* Document excerpt *
<<<<

[sf-lug] gpg, dd, find, tar, cpio, bugs, pax, ... oh my! :-)

Fri Nov 13 05:02:58 PST 2015

Sorry you had a less than stellar experience with pax(1).  Personally I
quite like pax(1). ...

> From: "Daniel Gimpelevich" <daniel at gimpelevich.san-francisco.ca.us>
> Subject: Re: [sf-lug] gpg, dd, find, tar, cpio, bugs, pax, ... oh my!  :-)
> Date: Wed, 21 Oct 2015 23:46:56 -0700

> On Mon, 2015-02-02 at 20:15 -0800, Michael Paoli wrote:
>> For another example of GNU bloat (and bugs!), have a read through this
>> earlier posting of mine:
>> [buug] Why I tend to prefer pax(1) over tar(1) and cpio(1) ...
>> http://buug.org/pipermail/buug/2012-October/003944.html
>
> Welp, I just went back to that message so that I could issue the
> following commands in favor of a tar command:
>
> cd /mnt/a
> sudo find . -depth -print0 | sudo pax -w -0d -x sv4cpio | xz >  
> /mnt/b/backup.cpio.xz
>
> I am now kicking myself because I come back 5 days later to see a couple
> of instances of:
>
> pax: Unable to access ./foo: Value too large for defined data type
>
> Both files were Thunderbird IMAP mbox files, easily redownloadable, each
> in excess of 2GiB. Maybe I should've stuck with tar for snapshotting the
> increasingly failing hard disk in the s.o.'s laptop. I'm now looking at
> B&H Photo's page on the Samsung 850 Evo to take its place.

Well, many backup formats have *some* limitation(s).  The manpage
(e.g. pax(1)) is your friend ... and so is stderr (Unix tends to be
quiet when it works, and complain when it doesn't - Linux somewhat
similar, but sometimes more chatty - but not nearly as atrocious as
Microsoft Windows).  Exit/return values are also useful - 0 is
convention on Unix/Linux for success/"true" for commands and within
shell, and many (but definitely not all - e.g. Perl) other areas within
Linux/Unix/BSD.  So a non-zero return when archiving will also generally
indicate some type of error or failure ... however some such errors are
to be expected if one is backing up a live (mounted rw and being
actively written) filesystem (e.g. file is in a directory when the
directory is read, but file no longer exists by the time the archive
program goes to open the file to back it up).

>>>>

* Exercise 1 *
Rewrite the records from their start through the line containing "302 241 315 256", including the requests, and shift each answer's bounding-box coordinates by adding 133 to every number.
* Exercise 2 *
Pick up the pax mailing-list post after its last sentence and keep it going.
The pax mailing-list post has no connection to the records.

* Dataset entries *
<<<<

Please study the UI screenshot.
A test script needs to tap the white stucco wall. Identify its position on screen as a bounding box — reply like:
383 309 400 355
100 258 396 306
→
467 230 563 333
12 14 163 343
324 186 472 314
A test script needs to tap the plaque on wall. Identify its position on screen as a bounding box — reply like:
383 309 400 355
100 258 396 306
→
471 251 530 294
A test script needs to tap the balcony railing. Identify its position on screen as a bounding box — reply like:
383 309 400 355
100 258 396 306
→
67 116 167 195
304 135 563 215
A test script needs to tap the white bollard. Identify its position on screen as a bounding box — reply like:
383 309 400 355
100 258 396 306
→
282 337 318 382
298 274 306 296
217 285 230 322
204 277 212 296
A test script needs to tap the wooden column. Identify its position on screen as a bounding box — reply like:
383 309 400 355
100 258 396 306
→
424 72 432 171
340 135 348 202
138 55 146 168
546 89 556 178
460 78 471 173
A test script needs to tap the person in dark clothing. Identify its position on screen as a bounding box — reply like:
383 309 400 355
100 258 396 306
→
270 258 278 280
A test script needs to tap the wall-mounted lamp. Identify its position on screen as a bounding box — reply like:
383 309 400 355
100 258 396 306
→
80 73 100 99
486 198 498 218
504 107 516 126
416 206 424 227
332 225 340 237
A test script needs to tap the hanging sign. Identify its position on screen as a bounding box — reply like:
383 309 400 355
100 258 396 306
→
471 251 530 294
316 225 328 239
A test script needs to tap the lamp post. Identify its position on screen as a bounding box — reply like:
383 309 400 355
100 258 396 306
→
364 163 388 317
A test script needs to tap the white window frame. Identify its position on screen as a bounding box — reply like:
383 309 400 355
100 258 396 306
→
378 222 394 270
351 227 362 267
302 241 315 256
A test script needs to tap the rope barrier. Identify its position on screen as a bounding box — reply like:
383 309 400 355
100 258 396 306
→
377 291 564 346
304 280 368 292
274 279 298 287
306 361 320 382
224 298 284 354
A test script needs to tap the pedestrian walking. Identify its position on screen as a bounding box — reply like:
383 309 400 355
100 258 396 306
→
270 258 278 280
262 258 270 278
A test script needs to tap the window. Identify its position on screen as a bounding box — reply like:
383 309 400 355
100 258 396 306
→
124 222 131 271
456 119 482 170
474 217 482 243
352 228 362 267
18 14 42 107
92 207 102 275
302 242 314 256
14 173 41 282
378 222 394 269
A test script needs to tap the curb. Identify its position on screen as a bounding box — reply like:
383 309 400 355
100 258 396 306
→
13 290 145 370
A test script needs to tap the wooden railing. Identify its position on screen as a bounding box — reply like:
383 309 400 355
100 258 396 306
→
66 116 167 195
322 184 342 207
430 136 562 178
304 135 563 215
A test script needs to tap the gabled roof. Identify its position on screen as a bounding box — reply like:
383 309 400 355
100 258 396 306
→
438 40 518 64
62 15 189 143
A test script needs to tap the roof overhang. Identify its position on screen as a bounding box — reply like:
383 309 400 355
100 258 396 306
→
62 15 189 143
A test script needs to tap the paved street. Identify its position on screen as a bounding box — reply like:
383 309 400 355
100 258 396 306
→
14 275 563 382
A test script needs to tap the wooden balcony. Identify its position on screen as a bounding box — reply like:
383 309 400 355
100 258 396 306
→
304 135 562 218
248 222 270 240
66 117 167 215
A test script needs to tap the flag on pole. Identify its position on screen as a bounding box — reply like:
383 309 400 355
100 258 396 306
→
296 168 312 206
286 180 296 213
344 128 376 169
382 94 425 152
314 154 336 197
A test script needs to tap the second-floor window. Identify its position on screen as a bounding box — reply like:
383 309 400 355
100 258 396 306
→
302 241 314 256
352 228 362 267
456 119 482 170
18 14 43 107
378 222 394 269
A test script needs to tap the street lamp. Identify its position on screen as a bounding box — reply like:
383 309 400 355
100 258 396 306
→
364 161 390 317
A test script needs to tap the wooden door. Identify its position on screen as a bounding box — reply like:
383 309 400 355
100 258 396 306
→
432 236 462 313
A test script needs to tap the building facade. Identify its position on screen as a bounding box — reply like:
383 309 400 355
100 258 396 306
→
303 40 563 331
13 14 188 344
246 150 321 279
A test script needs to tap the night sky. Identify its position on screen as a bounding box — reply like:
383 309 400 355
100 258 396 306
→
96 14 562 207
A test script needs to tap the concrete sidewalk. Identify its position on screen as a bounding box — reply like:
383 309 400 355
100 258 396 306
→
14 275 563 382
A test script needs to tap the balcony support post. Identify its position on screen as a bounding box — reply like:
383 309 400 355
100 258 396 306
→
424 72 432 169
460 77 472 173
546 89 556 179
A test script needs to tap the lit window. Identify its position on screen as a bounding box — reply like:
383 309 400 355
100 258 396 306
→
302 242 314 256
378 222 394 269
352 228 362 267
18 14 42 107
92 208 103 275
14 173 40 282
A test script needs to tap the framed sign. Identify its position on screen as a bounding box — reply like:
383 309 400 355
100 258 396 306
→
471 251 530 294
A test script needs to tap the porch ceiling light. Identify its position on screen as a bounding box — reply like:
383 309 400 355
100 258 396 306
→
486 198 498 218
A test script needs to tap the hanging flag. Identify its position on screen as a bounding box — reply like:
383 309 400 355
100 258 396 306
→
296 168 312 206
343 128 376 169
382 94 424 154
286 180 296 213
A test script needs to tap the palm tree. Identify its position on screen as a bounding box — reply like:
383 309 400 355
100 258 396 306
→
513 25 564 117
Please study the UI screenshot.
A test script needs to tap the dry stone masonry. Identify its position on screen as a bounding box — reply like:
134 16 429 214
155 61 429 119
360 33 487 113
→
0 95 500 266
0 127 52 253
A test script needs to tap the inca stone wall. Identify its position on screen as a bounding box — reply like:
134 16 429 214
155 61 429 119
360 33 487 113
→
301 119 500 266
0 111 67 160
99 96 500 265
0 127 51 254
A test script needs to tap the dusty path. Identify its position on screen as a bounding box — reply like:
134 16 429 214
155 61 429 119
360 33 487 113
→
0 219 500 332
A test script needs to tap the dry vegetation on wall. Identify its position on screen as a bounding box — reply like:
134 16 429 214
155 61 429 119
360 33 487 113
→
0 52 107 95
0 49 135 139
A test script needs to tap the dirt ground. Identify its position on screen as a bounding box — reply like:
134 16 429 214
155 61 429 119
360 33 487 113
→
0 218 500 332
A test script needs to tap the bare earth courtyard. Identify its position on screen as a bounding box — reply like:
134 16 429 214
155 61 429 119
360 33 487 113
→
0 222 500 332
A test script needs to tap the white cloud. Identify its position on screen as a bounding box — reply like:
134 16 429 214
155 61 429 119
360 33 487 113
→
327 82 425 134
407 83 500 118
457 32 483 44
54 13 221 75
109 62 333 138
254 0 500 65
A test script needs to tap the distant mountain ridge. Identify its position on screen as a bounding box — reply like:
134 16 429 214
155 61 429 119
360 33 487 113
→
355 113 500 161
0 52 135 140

>>>>

* Exercise answer 1 *
Please study the UI screenshot.
A test script needs to tap the white stucco wall. Identify its position on screen as a bounding box — reply like:
383 309 400 355
100 258 396 306
→
600 363 696 466
145 147 296 476
457 319 605 447
A test script needs to tap the plaque on wall. Identify its position on screen as a bounding box — reply like:
383 309 400 355
100 258 396 306
→
604 384 663 427
A test script needs to tap the balcony railing. Identify its position on screen as a bounding box — reply like:
383 309 400 355
100 258 396 306
→
200 249 300 328
437 268 696 348
A test script needs to tap the white bollard. Identify its position on screen as a bounding box — reply like:
383 309 400 355
100 258 396 306
→
415 470 451 515
431 407 439 429
350 418 363 455
337 410 345 429
A test script needs to tap the wooden column. Identify its position on screen as a bounding box — reply like:
383 309 400 355
100 258 396 306
→
557 205 565 304
473 268 481 335
271 188 279 301
679 222 689 311
593 211 604 306
A test script needs to tap the person in dark clothing. Identify its position on screen as a bounding box — reply like:
383 309 400 355
100 258 396 306
→
403 391 411 413
A test script needs to tap the wall-mounted lamp. Identify its position on screen as a bounding box — reply like:
383 309 400 355
100 258 396 306
→
213 206 233 232
619 331 631 351
637 240 649 259
549 339 557 360
465 358 473 370
A test script needs to tap the hanging sign. Identify its position on screen as a bounding box — reply like:
383 309 400 355
100 258 396 306
→
604 384 663 427
449 358 461 372
A test script needs to tap the lamp post. Identify its position on screen as a bounding box — reply like:
383 309 400 355
100 258 396 306
→
497 296 521 450
A test script needs to tap the white window frame. Identify its position on screen as a bounding box — reply like:
383 309 400 355
100 258 396 306
→
511 355 527 403
484 360 495 400
435 374 448 389

* Exercise answer 2 *
Note also that those format limitations (if "any" - or any for practical
purposes) may vary at least somewhat by distribution /
operating system flavor / implementation.  As practical matter, I've
found most any such limitations are potentially a consideration when
creating an archive with pax - or really any archiving software, though
I've never hit an issue with extraction using pax
(pax automatically determines format upon extraction - which is quite
convenient ... but cpio and tar will also generally do that too).  Only
issues I've ever encountered extracting with pax were issues not with
pax, but of the operating system filesystem type (e.g. filesystem
limitation on FAT or vFAT or NTFS flavors of filesystems or older
filesystem types that don't support files >=2GiB).  I know, e.g. under
Linux, SunOS, and Cygwin under Microsoft Windows, I've found what works
best and quite reliably for pax backup/archive format does vary - but
once I determine one that works well, it works exceedingly reliably.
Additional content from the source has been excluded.